*DIRECTIONS FOR THIS TASK:*
Continue the Sheepdog cluster mailing-list thread below, starting after its last line.

[Sheepdog] Configuring simple cluster on CentOS 5.5 x86_64

Thu Oct 21 16:33:24 CEST 2010

Someone on the list was working on a fuse sheepdog daemon that exported 
the vdi's via the fs.

Regards
-steve

On 10/21/2010 07:12 AM, Yuriy Kohut wrote:
> Hi,
>
> Is there a way translate Sheepdog VDIs into block devices on the boxes which belong to the cluster without using iSCSI ?
> ---
> Yura
>
> On Oct 20, 2010, at 2:23 PM, Yuriy Kohut wrote:
>
>> One quick question.
>> Is there any way to save/store created targets and logicalunits with 'tgtadm' ?
>> They all are "lost" after machine reboot.
>>
>> ---
>> Yura
>>
>> On Oct 19, 2010, at 6:40 PM, Yuriy Kohut wrote:
>>
>>> Got it working.
>>>
>>> The next step is to try all that on real hardware 3 node cluster.
>>>
>>>
>>> Thank you for help.

*DATA EXTRACT:*
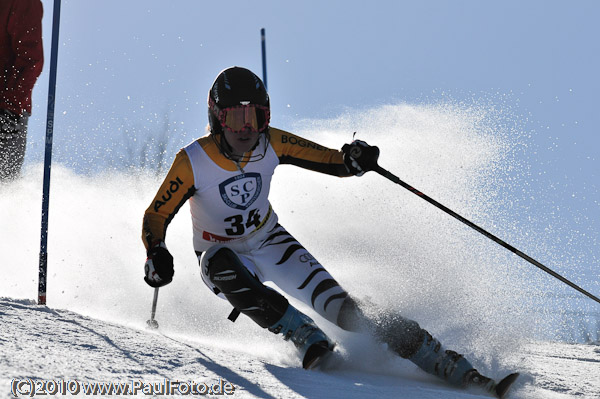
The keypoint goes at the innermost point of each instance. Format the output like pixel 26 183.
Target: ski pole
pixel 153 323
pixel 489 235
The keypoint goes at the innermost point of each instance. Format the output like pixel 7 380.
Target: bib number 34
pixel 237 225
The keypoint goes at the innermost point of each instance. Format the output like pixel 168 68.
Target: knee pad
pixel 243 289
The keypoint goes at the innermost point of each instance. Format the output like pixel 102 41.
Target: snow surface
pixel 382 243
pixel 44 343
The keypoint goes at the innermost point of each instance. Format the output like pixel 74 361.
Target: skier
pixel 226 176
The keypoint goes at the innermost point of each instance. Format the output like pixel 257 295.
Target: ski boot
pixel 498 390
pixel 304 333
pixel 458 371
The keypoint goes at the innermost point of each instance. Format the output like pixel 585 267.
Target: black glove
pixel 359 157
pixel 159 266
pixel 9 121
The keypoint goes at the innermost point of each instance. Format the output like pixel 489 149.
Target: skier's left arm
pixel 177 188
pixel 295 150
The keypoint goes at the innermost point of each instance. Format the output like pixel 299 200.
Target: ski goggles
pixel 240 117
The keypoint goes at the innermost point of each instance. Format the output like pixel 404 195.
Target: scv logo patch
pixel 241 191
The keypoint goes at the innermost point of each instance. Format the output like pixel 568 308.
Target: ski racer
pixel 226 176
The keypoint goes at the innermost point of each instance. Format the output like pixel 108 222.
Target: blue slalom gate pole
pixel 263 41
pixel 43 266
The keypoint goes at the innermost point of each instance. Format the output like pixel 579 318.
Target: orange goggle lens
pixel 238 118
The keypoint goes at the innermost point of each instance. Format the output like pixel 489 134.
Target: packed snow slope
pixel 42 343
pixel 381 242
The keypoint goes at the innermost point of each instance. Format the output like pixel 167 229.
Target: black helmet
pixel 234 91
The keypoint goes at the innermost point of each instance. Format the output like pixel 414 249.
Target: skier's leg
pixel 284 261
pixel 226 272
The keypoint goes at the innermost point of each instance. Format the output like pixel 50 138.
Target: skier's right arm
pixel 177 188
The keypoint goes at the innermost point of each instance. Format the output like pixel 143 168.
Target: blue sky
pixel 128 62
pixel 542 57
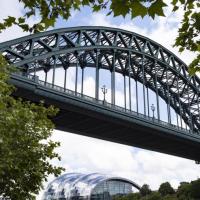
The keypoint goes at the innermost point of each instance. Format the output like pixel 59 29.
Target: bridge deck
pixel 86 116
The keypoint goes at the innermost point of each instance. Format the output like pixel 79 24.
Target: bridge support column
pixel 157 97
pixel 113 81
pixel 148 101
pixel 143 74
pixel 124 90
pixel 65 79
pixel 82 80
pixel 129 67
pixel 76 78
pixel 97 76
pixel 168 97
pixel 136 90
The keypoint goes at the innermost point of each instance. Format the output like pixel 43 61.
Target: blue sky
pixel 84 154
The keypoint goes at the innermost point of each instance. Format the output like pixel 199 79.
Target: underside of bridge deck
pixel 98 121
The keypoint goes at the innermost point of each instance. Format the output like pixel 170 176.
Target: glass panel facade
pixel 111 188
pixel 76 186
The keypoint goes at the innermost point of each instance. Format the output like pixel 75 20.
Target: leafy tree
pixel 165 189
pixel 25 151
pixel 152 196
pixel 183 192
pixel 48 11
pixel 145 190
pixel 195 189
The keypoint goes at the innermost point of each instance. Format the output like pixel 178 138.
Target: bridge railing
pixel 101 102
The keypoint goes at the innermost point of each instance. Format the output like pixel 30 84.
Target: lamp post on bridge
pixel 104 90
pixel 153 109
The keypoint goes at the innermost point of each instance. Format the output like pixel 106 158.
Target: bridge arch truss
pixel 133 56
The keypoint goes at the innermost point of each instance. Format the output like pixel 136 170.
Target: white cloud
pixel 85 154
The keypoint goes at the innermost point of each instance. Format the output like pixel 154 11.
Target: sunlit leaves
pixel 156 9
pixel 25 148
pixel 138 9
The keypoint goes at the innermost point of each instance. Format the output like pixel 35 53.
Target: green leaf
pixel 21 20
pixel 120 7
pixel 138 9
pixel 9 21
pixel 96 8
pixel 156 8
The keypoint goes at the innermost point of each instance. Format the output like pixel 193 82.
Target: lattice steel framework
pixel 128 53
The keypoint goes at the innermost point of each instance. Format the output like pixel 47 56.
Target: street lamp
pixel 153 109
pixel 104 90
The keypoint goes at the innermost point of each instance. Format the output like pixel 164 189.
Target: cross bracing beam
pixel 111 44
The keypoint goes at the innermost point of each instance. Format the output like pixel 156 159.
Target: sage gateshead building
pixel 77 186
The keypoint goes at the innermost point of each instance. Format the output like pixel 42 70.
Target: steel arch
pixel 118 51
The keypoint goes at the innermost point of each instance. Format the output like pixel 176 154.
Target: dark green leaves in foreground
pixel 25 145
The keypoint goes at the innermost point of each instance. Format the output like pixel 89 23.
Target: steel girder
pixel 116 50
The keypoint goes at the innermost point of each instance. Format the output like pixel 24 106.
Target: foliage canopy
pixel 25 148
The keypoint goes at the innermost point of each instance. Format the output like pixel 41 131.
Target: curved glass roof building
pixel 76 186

*RESPONSE TO THE EXERCISE:*
>>> ---
>>> Yura
>>>
>>> On Oct 19, 2010, at 3:02 PM, MORITA Kazutaka wrote:
>>>
>>>> Hi,
>>>>
>>>> Your sheep.log says
>>>>
>>>> Oct 19 05:59:06 send_message(169) failed to send message, 2
>>>>
>>>> This means that the sheep daemon failed to communicate with corosync.
>>>> Unfortunatelly, I've never seen such an error...
>>>>
>>>> Try following things:
>>>> - restart corosync daemon
>>>> - disable iptable and restart corosync
>>>> - disable selinux and restart corosync
>>>>
>>>> Did sheepdog work fine when you tested it on debian?
>>>>
>>>> Thanks,
>>>>
>>>> Kazutaka
>>>>
>>>> On 2010/10/19 19:56, Yuriy Kohut wrote:
>>>>> Attached.
>>>>>
>>>>>
>>>>>
>>>>> ------------------------------------------------------------------------
>>>>>
>>>>>
>>>>>
>>>>> Please feel free to kick me if anything else required.
>>>>>
>>>>> ---
>>>>> Yura
>>>>>
>>>>> On Oct 19, 2010, at 1:45 PM, MORITA Kazutaka wrote:
>>>>>
>>>>>> Could you send me a sheep.log in the store directory?
>>>>>> It would be helpful for debugging.
>>>>>>
>>>>>> Kazutaka
>>>>>>
>>>>>> On 2010/10/19 19:16, Yuriy Kohut wrote:
>>>>>>> The patch doesn't help.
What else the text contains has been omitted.